Change every "innermost point" in the listing below to "central point", and keep every other word of the listing the same.

──────

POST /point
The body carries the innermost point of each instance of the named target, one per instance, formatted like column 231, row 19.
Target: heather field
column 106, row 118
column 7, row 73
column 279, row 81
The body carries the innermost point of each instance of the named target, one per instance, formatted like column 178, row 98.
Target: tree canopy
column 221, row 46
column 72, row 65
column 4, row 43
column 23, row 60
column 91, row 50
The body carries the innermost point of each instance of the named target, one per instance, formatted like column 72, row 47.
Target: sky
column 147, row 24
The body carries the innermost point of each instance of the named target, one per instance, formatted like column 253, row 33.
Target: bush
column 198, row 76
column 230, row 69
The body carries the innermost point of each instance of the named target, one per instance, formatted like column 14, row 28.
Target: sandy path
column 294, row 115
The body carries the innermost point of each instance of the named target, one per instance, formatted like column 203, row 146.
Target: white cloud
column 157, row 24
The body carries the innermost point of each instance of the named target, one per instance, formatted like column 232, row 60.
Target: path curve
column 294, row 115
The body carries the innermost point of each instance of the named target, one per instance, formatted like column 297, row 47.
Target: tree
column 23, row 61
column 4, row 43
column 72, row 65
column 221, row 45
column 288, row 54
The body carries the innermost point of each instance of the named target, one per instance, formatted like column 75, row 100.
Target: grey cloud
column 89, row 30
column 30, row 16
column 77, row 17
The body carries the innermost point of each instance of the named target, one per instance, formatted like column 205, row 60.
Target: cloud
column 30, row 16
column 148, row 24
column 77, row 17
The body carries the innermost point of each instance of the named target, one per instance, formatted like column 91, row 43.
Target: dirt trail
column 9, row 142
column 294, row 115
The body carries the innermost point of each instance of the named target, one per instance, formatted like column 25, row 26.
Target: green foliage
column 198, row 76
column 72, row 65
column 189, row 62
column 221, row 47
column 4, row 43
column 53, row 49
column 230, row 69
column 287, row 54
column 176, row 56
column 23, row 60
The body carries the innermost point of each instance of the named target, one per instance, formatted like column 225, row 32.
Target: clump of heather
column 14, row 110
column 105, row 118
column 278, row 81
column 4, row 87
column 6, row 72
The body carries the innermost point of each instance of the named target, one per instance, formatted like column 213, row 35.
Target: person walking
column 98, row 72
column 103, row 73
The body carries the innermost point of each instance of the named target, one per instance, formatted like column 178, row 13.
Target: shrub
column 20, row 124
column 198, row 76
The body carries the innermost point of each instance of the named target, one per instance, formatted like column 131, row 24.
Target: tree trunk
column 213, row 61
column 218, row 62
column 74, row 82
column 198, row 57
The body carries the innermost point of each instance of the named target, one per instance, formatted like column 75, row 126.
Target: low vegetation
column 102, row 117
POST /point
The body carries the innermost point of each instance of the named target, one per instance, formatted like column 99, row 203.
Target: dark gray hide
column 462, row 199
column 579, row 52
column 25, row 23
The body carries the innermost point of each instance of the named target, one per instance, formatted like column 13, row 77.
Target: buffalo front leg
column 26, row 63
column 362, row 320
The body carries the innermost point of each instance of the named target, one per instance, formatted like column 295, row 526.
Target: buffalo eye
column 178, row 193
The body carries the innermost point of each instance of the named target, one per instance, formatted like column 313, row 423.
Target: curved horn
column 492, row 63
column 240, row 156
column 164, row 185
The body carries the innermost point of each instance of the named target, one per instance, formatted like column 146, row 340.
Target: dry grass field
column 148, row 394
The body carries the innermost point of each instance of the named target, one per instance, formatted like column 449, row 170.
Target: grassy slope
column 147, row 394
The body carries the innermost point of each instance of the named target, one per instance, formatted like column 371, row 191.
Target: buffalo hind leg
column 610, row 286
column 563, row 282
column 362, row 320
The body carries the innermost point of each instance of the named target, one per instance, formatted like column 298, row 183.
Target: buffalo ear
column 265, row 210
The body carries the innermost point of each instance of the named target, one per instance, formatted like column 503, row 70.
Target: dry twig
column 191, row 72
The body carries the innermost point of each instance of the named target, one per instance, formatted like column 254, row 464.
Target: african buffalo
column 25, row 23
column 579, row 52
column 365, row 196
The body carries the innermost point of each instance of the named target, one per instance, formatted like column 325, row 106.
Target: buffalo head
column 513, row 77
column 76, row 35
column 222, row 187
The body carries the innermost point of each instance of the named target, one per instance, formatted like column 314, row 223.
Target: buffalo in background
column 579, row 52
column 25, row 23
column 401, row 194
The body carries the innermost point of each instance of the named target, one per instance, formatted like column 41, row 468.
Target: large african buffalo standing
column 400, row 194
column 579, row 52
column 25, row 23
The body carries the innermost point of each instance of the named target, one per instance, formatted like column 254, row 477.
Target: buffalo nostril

──────

§ **Task response**
POST /point
The body carries the central point of each instance of the named target, one per instance, formatted like column 231, row 19.
Target: heather field
column 106, row 118
column 7, row 73
column 279, row 81
The body carries the central point of each instance of the named target, one per instance, formatted like column 178, row 98.
Target: tree canopy
column 221, row 46
column 72, row 65
column 4, row 43
column 23, row 60
column 91, row 50
The body carries the central point of each instance of the named target, one per instance, formatted like column 72, row 47.
Target: sky
column 147, row 24
The body carries the central point of each instance of the named target, one per instance, formatted like column 253, row 33.
Target: bush
column 198, row 76
column 230, row 69
The body carries the central point of each instance of the named target, one per instance, formatted like column 14, row 28.
Target: sandy path
column 294, row 115
The body carries the central point of each instance of the named target, one per instance, formatted like column 203, row 146.
Target: white cloud
column 157, row 24
The body carries the central point of each instance of the named target, one per instance, formatted like column 232, row 60.
Target: path curve
column 294, row 115
The body carries the central point of each instance of the named target, one per instance, formatted like column 297, row 47.
Target: tree
column 23, row 61
column 4, row 43
column 72, row 65
column 221, row 45
column 288, row 54
The body carries the central point of each instance of the named target, one per instance, formatted like column 75, row 100.
Target: grey cloud
column 89, row 30
column 30, row 16
column 77, row 17
The body carries the central point of each instance of the named target, one per instance, formatted like column 205, row 60.
Target: cloud
column 30, row 16
column 148, row 24
column 77, row 17
The body carries the central point of each instance of the named target, one per instance, formatted like column 91, row 43.
Target: dirt trail
column 9, row 142
column 294, row 115
The body carries the central point of each instance of the named target, one per instance, formatted like column 25, row 26.
Target: green foliage
column 198, row 76
column 72, row 65
column 189, row 62
column 221, row 47
column 4, row 43
column 53, row 49
column 230, row 69
column 287, row 54
column 176, row 56
column 23, row 60
The body carries the central point of each instance of the named target, one per instance, formatted like column 225, row 32.
Target: clump of heather
column 14, row 110
column 105, row 118
column 278, row 81
column 4, row 87
column 6, row 72
The body carries the central point of each instance of the named target, one per instance, formatted like column 213, row 35.
Target: person walking
column 98, row 72
column 103, row 73
The body carries the central point of each instance of the named target, one per instance, formatted like column 178, row 13.
Target: shrub
column 20, row 124
column 198, row 76
The body carries the central point of each instance of the named target, one per instance, formatted like column 131, row 24.
Target: tree trunk
column 213, row 61
column 218, row 62
column 74, row 82
column 198, row 57
The body carries the central point of each instance of the named target, one per instance, formatted like column 75, row 126.
Target: low vegetation
column 102, row 117
POST /point
The body carries the central point of each instance of the named target, one per instance, formatted like column 99, row 203.
Target: dark gray hide
column 462, row 199
column 579, row 52
column 25, row 23
The body carries the central point of each instance of the named target, one per instance, formatted like column 13, row 77.
Target: buffalo front leg
column 26, row 63
column 362, row 320
The body carries the central point of each instance of the named target, one per instance, formatted like column 295, row 526.
Target: buffalo eye
column 178, row 193
The body carries the central point of each instance of the named target, one per instance, formatted like column 313, row 423.
Target: curved horn
column 492, row 63
column 240, row 156
column 164, row 185
The body carries the central point of each instance of the named target, one per instance, formatted like column 146, row 340.
Target: dry grass field
column 148, row 394
The body carries the central point of each instance of the named target, one per instance, formatted like column 449, row 170.
Target: grassy slope
column 147, row 394
The body carries the central point of each instance of the named target, one per instance, formatted like column 371, row 191.
Target: buffalo hind leg
column 610, row 286
column 563, row 282
column 362, row 320
The body carries the central point of each instance of the named target, one per instance, formatted like column 298, row 183.
Target: buffalo ear
column 265, row 210
The body carries the central point of each instance of the named target, one per instance, formatted like column 503, row 70.
Target: dry twig
column 191, row 72
The body carries the central point of each instance of the named target, one per instance, formatted like column 254, row 464.
Target: african buffalo
column 25, row 23
column 579, row 52
column 365, row 196
The body carries the central point of each instance of the named target, one per instance, formatted like column 325, row 106.
Target: buffalo head
column 513, row 77
column 76, row 35
column 222, row 187
The body carries the central point of each instance of the named target, one per instance, formatted like column 314, row 223.
Target: buffalo in background
column 579, row 52
column 25, row 23
column 401, row 194
The body carries the central point of each instance of the named target, one per instance, formatted like column 41, row 468.
Target: large african buffalo standing
column 400, row 194
column 579, row 52
column 25, row 23
The body carries the central point of each instance of the named target, one per instance, formatted like column 254, row 477.
Target: buffalo nostril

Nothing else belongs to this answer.